Silverberg has invented a future "utopian" society where the earth supports 75 billion people "comfortably" in terms of physical resources -- and the society sees expanding that population rapidly as its main reason for existing. A clever balance of technology, energy efficiency, and agricultural balance all makes this seem possible.
What is so great about this to me is how Silverberg gradually brings to light the true horror of living in this society, by having us share the thoughts and experiences of a series of its members as the novel progresses.
In each case you see that on the surface, all seems well, yet ALL of these people are terribly unhappy and have no true sense of purpose or connectedness.
Why? Well, handling the population has required huge sacrifices. Absolute conformation to the norms is an absolute requirement. Failure to adhere to such norms is met with brainwashing, or for more aggregious cases (or where the brainwashing fails) summary execution by being dumped into the nearest matter-to-energy converter -- where your atoms "serve" society without causing any pollution. There is still a heavy class structure to society, with all the ill emotional effects that holds today, and the lucky few chosen for the top reap all the benefits -- NOT for the good of themselves more than for "the people".
◆ ◆ ◆ ◆ ◆ ◆ ◆
Reproduce the review of Silverberg's overpopulated future society word for word, in full.

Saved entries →
◆ ◆ ◆ ◆ ◆ ◆ ◆
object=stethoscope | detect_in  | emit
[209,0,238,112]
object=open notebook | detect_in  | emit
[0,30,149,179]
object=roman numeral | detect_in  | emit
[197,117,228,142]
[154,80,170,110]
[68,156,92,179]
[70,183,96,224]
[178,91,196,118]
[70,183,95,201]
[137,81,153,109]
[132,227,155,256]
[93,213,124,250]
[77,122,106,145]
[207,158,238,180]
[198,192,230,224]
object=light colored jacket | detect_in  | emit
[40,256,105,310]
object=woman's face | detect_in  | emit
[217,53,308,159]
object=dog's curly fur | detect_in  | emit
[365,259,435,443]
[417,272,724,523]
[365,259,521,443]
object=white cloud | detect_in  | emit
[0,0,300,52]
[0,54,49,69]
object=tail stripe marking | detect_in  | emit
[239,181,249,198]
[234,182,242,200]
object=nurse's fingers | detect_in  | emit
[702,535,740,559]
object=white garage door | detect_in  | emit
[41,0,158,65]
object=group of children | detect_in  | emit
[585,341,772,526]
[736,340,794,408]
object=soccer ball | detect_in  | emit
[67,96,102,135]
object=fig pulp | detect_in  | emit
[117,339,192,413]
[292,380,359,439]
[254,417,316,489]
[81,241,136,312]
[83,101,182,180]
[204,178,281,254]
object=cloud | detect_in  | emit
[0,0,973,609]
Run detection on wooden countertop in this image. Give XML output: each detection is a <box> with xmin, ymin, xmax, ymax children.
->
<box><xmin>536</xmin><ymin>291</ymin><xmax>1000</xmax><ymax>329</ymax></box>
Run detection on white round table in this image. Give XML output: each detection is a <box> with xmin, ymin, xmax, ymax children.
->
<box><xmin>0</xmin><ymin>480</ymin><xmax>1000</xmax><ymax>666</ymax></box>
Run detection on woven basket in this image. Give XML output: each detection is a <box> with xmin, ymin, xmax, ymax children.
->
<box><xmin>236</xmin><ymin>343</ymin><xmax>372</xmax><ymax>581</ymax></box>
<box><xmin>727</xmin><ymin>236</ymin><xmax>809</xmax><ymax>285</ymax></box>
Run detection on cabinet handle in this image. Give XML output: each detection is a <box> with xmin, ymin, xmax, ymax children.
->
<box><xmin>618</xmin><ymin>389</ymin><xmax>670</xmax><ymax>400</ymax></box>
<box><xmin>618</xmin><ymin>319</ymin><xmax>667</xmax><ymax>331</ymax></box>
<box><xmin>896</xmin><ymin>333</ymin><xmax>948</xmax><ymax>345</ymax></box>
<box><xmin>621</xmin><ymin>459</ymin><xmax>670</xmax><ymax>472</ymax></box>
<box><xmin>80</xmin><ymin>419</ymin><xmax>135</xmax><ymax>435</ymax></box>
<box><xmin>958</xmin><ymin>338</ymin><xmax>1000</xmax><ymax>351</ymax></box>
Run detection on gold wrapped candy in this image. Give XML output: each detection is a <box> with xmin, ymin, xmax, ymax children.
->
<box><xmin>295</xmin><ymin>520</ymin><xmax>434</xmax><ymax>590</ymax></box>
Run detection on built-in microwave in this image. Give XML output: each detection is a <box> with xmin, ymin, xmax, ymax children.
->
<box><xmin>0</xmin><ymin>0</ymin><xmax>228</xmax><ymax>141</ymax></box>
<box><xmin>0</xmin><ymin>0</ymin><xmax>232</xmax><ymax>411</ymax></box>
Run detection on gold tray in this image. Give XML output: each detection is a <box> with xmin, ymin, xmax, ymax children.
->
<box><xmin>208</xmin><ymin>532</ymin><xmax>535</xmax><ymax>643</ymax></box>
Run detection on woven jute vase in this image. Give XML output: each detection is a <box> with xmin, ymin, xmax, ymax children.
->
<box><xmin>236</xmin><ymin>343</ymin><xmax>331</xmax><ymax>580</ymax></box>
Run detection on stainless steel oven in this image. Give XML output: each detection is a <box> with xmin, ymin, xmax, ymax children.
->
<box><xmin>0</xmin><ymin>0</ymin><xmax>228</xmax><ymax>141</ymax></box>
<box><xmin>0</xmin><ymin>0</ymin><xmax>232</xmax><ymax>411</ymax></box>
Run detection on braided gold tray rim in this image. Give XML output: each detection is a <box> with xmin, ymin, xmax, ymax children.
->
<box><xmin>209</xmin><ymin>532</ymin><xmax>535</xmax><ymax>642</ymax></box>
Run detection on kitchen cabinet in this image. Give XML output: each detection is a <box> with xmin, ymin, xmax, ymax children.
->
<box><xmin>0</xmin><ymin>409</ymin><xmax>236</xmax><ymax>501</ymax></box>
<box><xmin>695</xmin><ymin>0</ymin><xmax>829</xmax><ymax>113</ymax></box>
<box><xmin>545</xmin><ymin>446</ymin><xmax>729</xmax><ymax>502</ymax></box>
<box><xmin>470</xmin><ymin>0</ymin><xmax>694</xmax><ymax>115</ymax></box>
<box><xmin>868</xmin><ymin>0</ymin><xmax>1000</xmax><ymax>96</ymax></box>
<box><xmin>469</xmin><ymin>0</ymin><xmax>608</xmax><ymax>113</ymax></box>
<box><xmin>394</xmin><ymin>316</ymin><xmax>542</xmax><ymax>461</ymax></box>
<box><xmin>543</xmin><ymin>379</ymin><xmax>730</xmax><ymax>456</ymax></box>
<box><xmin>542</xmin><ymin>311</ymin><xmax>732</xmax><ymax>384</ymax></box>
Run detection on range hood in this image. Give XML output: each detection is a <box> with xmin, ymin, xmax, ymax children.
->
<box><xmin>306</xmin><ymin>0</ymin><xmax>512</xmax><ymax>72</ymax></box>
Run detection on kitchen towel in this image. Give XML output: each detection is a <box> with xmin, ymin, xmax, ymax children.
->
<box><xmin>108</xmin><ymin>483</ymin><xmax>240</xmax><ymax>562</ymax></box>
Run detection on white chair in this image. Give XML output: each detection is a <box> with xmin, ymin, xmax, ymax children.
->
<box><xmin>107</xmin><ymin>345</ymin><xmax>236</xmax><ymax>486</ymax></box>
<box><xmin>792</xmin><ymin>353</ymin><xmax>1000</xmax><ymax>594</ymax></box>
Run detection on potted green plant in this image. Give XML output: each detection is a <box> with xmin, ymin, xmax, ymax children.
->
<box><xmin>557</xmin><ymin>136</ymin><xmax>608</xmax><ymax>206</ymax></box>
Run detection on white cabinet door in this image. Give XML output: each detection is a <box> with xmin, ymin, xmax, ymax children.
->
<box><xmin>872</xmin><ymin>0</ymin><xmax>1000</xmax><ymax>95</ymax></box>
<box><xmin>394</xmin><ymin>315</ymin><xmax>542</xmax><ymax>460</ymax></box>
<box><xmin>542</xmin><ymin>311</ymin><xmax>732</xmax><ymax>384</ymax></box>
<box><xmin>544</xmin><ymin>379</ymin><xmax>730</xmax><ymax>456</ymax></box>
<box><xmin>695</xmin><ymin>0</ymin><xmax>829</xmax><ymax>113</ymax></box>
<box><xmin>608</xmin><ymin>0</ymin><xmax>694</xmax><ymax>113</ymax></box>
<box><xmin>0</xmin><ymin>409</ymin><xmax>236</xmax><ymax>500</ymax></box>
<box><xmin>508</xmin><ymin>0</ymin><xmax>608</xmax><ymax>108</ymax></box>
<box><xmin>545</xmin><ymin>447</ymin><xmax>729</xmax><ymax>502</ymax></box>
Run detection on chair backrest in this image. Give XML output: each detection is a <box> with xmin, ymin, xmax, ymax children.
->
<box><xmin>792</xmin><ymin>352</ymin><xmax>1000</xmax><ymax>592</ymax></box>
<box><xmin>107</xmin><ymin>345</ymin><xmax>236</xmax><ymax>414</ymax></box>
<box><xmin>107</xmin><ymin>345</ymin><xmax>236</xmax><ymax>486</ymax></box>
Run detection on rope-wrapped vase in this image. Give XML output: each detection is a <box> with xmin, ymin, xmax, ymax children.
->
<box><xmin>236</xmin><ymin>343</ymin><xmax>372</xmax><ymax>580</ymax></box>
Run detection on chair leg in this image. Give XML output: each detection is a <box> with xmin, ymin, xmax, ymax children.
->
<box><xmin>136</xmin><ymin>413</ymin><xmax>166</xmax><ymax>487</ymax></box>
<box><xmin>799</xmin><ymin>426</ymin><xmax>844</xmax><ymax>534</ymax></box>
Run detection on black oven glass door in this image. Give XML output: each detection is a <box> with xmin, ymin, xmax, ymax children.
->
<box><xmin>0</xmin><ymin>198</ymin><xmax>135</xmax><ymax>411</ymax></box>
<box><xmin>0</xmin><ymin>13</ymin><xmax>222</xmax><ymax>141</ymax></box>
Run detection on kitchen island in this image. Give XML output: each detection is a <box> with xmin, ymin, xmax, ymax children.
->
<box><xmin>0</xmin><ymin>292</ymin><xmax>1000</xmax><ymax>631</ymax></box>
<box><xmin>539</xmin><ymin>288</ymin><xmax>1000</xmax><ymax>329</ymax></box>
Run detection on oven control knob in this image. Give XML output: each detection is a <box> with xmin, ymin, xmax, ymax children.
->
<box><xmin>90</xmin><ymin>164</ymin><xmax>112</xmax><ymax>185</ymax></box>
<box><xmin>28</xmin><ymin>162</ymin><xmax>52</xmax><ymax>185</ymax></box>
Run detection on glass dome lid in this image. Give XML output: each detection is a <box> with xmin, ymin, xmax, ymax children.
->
◆ ◆ ◆ ◆ ◆ ◆ ◆
The output →
Silverberg has invented a future "utopian" society where the earth supports 75 billion people "comfortably" in terms of physical resources -- and the society sees expanding that population rapidly as its main reason for existing. A clever balance of technology, energy efficiency, and agricultural balance all makes this seem possible.
What is so great about this to me is how Silverberg gradually brings to light the true horror of living in this society, by having us share the thoughts and experiences of a series of its members as the novel progresses.
In each case you see that on the surface, all seems well, yet ALL of these people are terribly unhappy and have no true sense of purpose or connectedness.
Why? Well, handling the population has required huge sacrifices. Absolute conformation to the norms is an absolute requirement. Failure to adhere to such norms is met with brainwashing, or for more aggregious cases (or where the brainwashing fails) summary execution by being dumped into the nearest matter-to-energy converter -- where your atoms "serve" society without causing any pollution. There is still a heavy class structure to society, with all the ill emotional effects that holds today, and the lucky few chosen for the top reap all the benefits -- NOT for the good of themselves more than for "the people".